Stored records

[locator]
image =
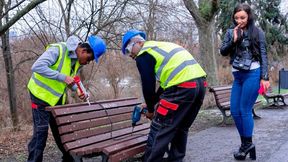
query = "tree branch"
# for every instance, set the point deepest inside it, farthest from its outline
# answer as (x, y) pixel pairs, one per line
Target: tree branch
(194, 11)
(20, 14)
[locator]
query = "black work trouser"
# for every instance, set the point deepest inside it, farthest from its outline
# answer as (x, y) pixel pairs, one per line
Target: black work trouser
(41, 119)
(175, 113)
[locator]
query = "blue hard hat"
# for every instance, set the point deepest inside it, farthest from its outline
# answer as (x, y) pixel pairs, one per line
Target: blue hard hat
(98, 46)
(130, 34)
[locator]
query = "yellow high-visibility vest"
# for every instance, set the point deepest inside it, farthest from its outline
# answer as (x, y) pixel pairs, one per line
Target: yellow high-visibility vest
(50, 90)
(174, 64)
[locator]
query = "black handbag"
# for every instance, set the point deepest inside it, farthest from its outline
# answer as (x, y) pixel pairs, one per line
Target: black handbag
(241, 63)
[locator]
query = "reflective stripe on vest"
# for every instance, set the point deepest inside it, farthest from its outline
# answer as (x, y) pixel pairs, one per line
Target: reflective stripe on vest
(168, 52)
(50, 90)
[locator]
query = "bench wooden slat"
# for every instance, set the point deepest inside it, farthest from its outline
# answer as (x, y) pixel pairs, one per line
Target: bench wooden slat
(127, 153)
(93, 123)
(94, 139)
(98, 146)
(94, 131)
(92, 115)
(92, 107)
(85, 130)
(124, 145)
(92, 103)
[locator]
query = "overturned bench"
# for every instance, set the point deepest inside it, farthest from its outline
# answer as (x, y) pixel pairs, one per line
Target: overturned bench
(101, 129)
(222, 98)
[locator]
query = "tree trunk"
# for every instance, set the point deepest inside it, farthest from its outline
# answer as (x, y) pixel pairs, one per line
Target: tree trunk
(10, 78)
(208, 52)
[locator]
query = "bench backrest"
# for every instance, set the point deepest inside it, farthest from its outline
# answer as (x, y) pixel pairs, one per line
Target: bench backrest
(222, 95)
(82, 124)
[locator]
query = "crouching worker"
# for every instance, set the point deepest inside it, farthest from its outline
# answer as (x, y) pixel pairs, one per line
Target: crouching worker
(52, 73)
(182, 89)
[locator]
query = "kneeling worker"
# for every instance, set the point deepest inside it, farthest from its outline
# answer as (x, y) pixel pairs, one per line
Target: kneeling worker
(52, 73)
(179, 98)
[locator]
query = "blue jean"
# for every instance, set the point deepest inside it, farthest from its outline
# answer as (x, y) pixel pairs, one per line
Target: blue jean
(243, 96)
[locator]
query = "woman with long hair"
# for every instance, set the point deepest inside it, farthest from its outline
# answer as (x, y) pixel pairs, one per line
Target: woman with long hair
(245, 44)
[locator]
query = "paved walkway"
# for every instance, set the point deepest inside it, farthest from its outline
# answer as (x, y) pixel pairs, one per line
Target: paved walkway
(217, 144)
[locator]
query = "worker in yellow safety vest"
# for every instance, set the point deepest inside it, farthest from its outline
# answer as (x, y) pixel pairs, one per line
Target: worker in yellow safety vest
(175, 105)
(52, 73)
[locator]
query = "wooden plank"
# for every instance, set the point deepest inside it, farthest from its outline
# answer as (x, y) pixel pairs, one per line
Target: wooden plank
(75, 110)
(97, 147)
(94, 139)
(92, 103)
(94, 131)
(75, 126)
(92, 115)
(124, 145)
(127, 153)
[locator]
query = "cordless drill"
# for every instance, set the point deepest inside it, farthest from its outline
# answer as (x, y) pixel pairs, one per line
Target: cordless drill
(82, 89)
(136, 115)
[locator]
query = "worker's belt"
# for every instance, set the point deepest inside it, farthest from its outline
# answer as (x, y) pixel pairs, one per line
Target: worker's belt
(190, 84)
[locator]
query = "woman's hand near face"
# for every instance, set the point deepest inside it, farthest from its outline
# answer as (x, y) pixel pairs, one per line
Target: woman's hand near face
(235, 33)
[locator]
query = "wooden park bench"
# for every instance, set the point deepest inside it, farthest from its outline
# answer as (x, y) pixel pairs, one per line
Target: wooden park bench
(101, 129)
(222, 98)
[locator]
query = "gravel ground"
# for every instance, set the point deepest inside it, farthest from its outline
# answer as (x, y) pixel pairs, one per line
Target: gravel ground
(208, 141)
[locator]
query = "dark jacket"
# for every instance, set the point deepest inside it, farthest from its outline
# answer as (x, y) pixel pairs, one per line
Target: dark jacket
(229, 48)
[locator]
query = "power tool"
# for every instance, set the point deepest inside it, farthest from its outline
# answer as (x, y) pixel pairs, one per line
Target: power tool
(136, 115)
(82, 89)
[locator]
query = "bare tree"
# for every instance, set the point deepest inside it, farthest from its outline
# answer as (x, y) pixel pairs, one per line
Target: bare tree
(204, 16)
(5, 24)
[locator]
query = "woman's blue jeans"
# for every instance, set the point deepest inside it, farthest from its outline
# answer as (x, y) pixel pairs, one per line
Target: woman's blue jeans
(243, 96)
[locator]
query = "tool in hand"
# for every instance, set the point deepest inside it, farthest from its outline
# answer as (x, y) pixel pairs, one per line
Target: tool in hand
(82, 89)
(136, 115)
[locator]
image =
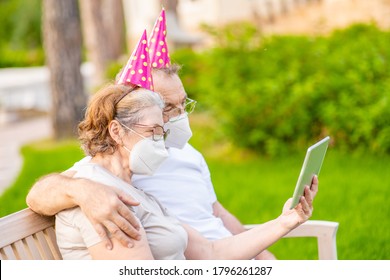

> _Assignment_: Every entry must be transcribed exactly. Pictures do not belong in the copy.

> _Problem solution_:
[locator]
image =
query = "tree branch"
# for every instance, set the point deepest inside it, farthest from its outline
# answer as (x, y) pixel pairs, one per line
Target: tree branch
(194, 11)
(20, 14)
[locator]
query = "black work trouser"
# for every instance, set the point deepest inside it, farthest from its outline
# answer as (x, y) pixel pairs, one per line
Target: black work trouser
(41, 119)
(175, 113)
[locator]
query = "blue hard hat"
# for every instance, set the point deepest inside it, farthest from its outline
# answer as (x, y) pixel pairs, one per line
Target: blue hard hat
(98, 46)
(130, 34)
[locator]
query = "yellow high-visibility vest"
# for every instance, set the point deepest inside it, farthest from its outline
# answer as (x, y) pixel pairs, one per line
Target: yellow high-visibility vest
(50, 90)
(174, 64)
[locator]
query = "black handbag"
# for every instance, set the point deepest inside it, farthest from its outline
# answer as (x, y) pixel pairs, one per line
Target: black handbag
(241, 63)
[locator]
query = "reflective stripe on vest"
# for every instance, set the point deepest inside it, farthest from its outline
# answer as (x, y) pixel pairs, one per line
Target: reflective stripe on vest
(168, 52)
(50, 90)
[locator]
query = "bench wooden slat"
# for every instance, set the point deepest inside it, farthest from its outline
# answer as (x, y) pixel pairs, one per line
Target: bench wooden slat
(127, 153)
(93, 123)
(94, 139)
(98, 146)
(94, 131)
(92, 115)
(92, 107)
(85, 130)
(124, 145)
(92, 103)
[locator]
query = "overturned bench"
# for every instance, set the point deepest inside it, farthest from its outline
# answer as (x, y) pixel pairs, one per line
Target: overturned bench
(101, 129)
(222, 98)
[locator]
query = "tree trunk"
# for every instance, set the point deepest inside it, farthest from its outline
# answer as (x, y) pixel pairs, one per line
Target: tree trunk
(10, 78)
(208, 52)
[locator]
query = "bench backrest"
# for every instance, set the point deepest inside it, farthest from its outline
# answer as (x, y) pixel pairs, one per line
Target: bench backrest
(222, 95)
(82, 124)
[locator]
query = "crouching worker"
# for every instance, set the point deepest inside it, farthest from its outline
# answer as (x, y) pixel pairs, one per line
Target: crouching worker
(52, 73)
(182, 89)
[locator]
query = "kneeling worker"
# for every instance, set the point deepest inside it, farthest from its outline
# answer as (x, y) pixel pairs, one per line
Target: kneeling worker
(52, 73)
(179, 98)
[locator]
query = "blue jean"
# for every instance, set the point deepest inside it, farthest from its outline
# answer as (x, y) pixel pairs, one per line
Target: blue jean
(243, 96)
[locator]
query = "woman with long hair"
# for every instance, set the point deepest inside it, farthest from its outline
# answer as (x, y) pixel pairs, one per line
Target: woman with long hair
(245, 44)
[locator]
query = "paved walkway"
# for every instance, set the point deepest inside it, farthest from its outline
# answer as (x, y) pixel pairs, one per line
Target: paved walkway
(217, 144)
[locator]
query = "worker in yellow safety vest"
# for every instance, set the point deepest inside it, farthest from its outline
# answer as (x, y) pixel pairs, one per line
Target: worker in yellow safety vest
(175, 105)
(52, 73)
[locator]
query = "wooden plank"
# for every instance, set the point deepest inside it, farthest from its outline
# answer as (x, y) pixel pairs, one per line
Target: wooden plank
(75, 110)
(97, 147)
(94, 139)
(92, 103)
(94, 131)
(75, 126)
(92, 115)
(124, 145)
(127, 153)
[locator]
query = "cordless drill"
# for every instance, set the point deepest inside it, farthest from its outline
# answer as (x, y) pixel pairs, one per line
Target: cordless drill
(82, 89)
(136, 115)
[locator]
query = "worker's belt"
# for every instance, set the point deepest inside it, farthest from its outline
# answer as (x, y) pixel pairs, one per line
Target: worker's belt
(190, 84)
[locator]
query = "woman's hand near face"
# for every instance, set the point deepest inside it, farthest from its outline
# answer as (x, y) pixel pairs, one per line
Target: woman's hand near face
(235, 33)
[locator]
query = "wooden park bench"
# for every instance, set the point deepest inside it, farthest from its outline
# answer as (x, y) pixel pairs, one per line
Target: wooden park bench
(101, 129)
(222, 98)
[locator]
query = "gravel ground"
# for every instance, set the point deepest inside it, farthest from its outline
# answer as (x, y) pixel pairs, one per line
Target: gravel ground
(208, 141)
[locator]
query = "dark jacket"
# for every instance, set the point deepest inside it, farthest from its outline
# answer as (x, y) pixel pairs, one per line
Target: dark jacket
(229, 48)
[locator]
query = "power tool"
# for every instance, set the point deepest inside it, farthest from its outline
# answer as (x, y) pixel pairs, one per line
Target: power tool
(136, 115)
(82, 89)
[locator]
query = "bare tree"
# for every instance, set the point deepest inside it, farthest from its outline
# answer as (x, y) pixel pairs, one per line
Target: bare tree
(204, 16)
(5, 24)
[locator]
query = "woman's blue jeans"
# for every instance, set the point deepest inside it, farthest from its outline
# answer as (x, y) pixel pairs, one per line
Target: woman's blue jeans
(243, 96)
[locator]
query = "tool in hand"
# for every instance, set the point deepest inside it, farthest from its outline
# answer as (x, y) pixel pairs, one per line
Target: tool in hand
(82, 89)
(136, 115)
[locator]
image =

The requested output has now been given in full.